• [Data provided]:
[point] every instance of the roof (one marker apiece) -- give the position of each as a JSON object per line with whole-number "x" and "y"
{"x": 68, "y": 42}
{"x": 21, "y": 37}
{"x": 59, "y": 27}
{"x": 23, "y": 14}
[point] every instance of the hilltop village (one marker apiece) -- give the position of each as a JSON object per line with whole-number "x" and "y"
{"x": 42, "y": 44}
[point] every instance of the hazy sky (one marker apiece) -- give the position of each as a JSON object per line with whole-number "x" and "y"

• [Problem to solve]: From the records above, please extract every line and repeat it exactly.

• [Result]:
[point] every instance of the roof (one marker apiece) -- give the position of each as a JSON object per line with whole-number "x" and "y"
{"x": 68, "y": 42}
{"x": 21, "y": 37}
{"x": 59, "y": 27}
{"x": 23, "y": 14}
[point] every instance of the hilltop village (one marker apiece) -- give the position of each as a JSON object per line with whole-number "x" and "y"
{"x": 42, "y": 44}
[point] every instance of the hazy sky (one marker apiece) -- give the position of each as a JSON object per line with whole-number "x" and "y"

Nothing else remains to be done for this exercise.